**GIVEN DATA**
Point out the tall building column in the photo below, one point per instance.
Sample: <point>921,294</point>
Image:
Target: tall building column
...
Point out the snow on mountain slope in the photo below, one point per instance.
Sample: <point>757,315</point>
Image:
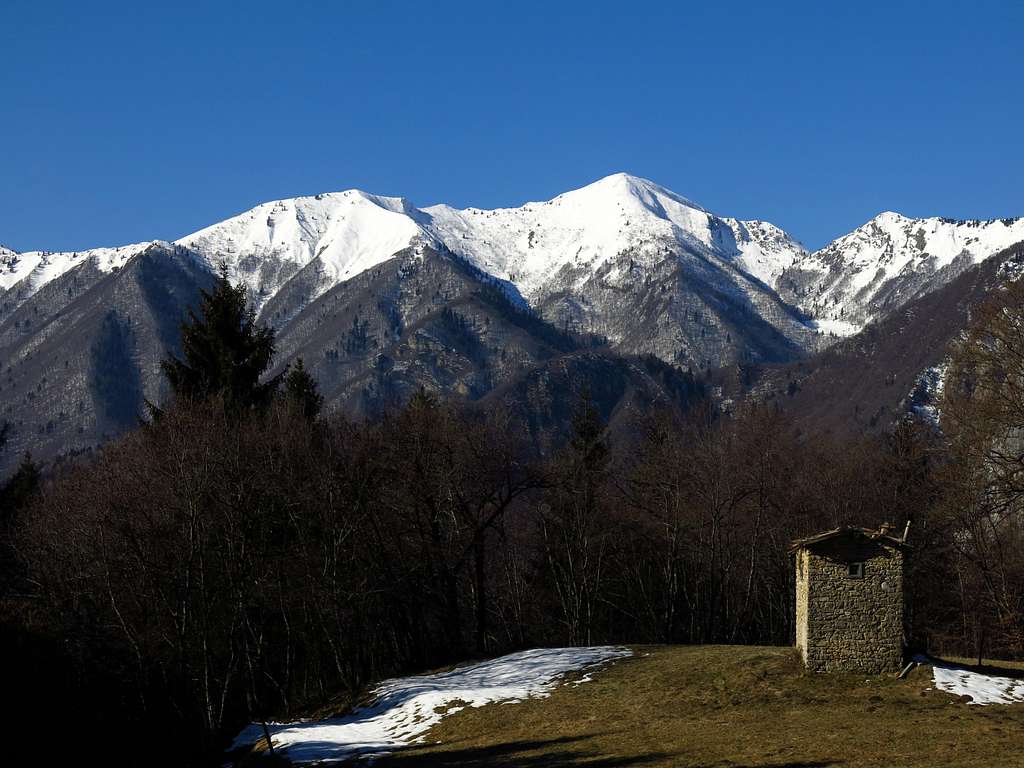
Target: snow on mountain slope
...
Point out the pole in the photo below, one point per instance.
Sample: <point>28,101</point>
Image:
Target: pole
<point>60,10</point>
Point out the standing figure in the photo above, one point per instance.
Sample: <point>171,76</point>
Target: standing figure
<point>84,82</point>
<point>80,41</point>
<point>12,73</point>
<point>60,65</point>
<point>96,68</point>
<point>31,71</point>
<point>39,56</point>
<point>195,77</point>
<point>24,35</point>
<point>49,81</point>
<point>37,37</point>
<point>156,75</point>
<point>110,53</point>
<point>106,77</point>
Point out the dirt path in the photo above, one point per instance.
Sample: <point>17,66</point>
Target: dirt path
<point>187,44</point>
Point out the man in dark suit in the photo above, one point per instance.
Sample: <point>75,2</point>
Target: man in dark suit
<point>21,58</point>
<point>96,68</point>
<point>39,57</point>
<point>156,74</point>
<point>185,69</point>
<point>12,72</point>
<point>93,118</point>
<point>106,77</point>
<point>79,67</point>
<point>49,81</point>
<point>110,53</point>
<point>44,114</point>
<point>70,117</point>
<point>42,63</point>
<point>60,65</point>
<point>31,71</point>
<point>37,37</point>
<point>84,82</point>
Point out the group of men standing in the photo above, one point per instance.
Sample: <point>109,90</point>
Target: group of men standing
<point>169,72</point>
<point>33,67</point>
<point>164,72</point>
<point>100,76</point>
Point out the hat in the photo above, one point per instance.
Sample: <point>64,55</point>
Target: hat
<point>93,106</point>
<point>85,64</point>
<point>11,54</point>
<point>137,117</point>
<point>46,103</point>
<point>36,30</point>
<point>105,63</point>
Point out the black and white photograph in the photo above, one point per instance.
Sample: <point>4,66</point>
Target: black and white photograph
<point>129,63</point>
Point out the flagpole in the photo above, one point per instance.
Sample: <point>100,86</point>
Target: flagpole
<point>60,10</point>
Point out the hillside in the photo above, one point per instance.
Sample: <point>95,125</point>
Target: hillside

**GIVEN TASK**
Can you repeat, unchanged, the rows above between the line containing "Point out the dirt" and the line containing "<point>187,44</point>", inclusive?

**TASK SOLUTION**
Point out the dirt path in the photo above, one point per instance.
Sample: <point>17,66</point>
Target: dirt path
<point>187,44</point>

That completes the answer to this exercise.